- **YOUR ASSIGNMENT**
Search the entries for the word "first". Copy every line that holds it.

Referring expression data
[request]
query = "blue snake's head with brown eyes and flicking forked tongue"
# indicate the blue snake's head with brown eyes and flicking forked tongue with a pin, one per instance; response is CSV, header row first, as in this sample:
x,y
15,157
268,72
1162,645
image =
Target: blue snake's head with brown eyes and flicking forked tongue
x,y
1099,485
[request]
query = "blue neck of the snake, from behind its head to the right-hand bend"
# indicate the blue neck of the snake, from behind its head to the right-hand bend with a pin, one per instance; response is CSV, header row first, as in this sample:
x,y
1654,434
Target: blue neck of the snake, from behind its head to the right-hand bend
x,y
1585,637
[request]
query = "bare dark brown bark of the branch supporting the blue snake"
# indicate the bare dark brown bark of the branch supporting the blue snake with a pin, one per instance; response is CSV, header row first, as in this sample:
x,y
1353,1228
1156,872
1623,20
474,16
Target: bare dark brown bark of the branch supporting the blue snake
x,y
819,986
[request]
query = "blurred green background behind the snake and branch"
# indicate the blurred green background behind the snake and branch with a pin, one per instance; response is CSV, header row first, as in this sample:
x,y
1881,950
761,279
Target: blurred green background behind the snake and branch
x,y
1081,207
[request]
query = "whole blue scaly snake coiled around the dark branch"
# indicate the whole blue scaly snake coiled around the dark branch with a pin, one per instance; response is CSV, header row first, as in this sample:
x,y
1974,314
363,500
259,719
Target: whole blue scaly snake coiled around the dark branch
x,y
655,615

--

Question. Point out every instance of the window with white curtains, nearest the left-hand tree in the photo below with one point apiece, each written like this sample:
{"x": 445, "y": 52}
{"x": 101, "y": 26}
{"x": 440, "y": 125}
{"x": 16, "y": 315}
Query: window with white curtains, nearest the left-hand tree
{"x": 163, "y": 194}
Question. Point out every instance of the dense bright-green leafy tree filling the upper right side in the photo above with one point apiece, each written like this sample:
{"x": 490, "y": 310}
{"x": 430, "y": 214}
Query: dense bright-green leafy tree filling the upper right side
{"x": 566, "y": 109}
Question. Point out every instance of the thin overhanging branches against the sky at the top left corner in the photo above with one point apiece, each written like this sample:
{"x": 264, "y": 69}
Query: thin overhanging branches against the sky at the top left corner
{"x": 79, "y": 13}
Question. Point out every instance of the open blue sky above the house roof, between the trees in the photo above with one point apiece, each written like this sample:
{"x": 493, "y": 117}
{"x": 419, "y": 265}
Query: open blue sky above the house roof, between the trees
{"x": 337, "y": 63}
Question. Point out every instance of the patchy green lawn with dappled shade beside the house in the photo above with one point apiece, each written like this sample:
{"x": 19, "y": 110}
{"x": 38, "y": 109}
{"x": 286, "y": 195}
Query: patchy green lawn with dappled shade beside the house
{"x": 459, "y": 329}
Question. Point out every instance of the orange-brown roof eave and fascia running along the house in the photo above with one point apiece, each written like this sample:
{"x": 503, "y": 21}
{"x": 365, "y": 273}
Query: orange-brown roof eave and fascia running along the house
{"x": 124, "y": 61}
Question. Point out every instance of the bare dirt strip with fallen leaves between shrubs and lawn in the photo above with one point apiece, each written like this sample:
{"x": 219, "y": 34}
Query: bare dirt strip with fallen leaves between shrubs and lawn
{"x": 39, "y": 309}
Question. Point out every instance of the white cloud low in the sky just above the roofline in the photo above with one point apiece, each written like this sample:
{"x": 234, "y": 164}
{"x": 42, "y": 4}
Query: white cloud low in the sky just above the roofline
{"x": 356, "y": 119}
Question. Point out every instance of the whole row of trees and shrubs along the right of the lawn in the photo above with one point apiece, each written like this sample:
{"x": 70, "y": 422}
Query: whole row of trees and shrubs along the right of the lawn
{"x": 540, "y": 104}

- **RESPONSE AREA**
# indicate the blue snake's head with brown eyes and flicking forked tongue with a pin, one per instance; response is CSV, header row first, as in this sample:
# indicate the blue neck of the snake, from behind its head to the right-hand bend with a pin, one per instance; response is CSV, header row first, as in this sample:
# indicate the bare dark brown bark of the branch supporting the blue snake with a pin, one per instance; response is CSV, header row first, as in this sample:
# indicate the blurred green background behind the snake and branch with a pin, one per instance; response is CSV, header row first, as in this sample:
# indicate the whole blue scaly snake coiled around the dark branch with a pin, one per instance; response is CSV, header row first, as in this sample:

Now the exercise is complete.